=== Written problem ===
Show each line below that contains the string "give", treating uppercase and lowercase as different.
___ Data provided ___
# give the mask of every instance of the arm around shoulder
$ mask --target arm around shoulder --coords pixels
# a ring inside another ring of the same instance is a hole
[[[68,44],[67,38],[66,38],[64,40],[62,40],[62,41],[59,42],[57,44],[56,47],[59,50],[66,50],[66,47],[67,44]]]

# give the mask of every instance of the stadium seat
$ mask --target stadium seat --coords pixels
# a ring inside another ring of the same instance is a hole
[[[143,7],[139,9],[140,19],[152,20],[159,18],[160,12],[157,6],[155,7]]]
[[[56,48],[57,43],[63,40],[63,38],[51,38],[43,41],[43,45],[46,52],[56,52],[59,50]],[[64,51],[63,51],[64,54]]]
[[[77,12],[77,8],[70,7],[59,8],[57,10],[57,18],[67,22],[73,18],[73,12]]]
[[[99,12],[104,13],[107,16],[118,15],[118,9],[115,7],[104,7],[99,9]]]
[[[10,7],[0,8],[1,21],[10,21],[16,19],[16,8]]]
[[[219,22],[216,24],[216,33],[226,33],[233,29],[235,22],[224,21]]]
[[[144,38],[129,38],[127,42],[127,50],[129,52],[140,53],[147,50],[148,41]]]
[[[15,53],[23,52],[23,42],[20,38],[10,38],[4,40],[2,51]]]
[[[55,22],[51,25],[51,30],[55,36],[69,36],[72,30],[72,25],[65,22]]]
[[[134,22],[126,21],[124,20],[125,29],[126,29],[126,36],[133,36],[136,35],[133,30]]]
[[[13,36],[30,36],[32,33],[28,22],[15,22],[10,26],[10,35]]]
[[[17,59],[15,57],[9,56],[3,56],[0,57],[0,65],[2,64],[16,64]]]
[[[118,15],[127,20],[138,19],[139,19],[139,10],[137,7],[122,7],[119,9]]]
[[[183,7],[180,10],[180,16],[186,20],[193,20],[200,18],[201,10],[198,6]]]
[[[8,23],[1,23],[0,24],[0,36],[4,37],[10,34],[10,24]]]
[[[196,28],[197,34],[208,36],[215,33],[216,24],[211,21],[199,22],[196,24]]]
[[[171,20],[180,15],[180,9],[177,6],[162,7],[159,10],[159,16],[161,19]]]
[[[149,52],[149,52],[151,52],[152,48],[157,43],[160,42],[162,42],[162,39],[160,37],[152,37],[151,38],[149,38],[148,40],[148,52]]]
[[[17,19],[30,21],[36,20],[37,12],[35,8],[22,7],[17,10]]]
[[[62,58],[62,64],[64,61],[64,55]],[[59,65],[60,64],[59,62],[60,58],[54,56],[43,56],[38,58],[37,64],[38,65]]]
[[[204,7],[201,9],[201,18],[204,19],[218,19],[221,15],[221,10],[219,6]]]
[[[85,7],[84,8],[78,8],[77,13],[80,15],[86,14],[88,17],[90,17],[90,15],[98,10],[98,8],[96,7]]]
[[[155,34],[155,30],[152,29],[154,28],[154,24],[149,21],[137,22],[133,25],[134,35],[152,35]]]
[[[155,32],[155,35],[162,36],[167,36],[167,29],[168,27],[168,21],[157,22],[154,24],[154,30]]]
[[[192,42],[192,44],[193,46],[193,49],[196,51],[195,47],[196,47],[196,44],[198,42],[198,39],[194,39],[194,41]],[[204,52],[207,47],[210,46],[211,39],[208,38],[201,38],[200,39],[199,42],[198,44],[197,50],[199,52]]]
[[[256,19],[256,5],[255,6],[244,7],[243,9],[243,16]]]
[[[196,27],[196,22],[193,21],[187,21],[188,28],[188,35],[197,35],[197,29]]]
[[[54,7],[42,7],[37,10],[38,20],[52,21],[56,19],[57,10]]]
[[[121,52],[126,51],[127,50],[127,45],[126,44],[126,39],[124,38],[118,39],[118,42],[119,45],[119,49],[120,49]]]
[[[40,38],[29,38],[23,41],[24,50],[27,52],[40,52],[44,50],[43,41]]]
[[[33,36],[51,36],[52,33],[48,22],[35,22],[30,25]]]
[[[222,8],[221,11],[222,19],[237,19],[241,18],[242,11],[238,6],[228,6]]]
___
___ Data provided ___
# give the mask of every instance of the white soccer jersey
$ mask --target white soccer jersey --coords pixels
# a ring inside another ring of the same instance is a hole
___
=== Answer to the task ===
# give the mask of every instance of the arm around shoulder
# give the mask of every instance of the stadium seat
# give the mask of every instance of the white soccer jersey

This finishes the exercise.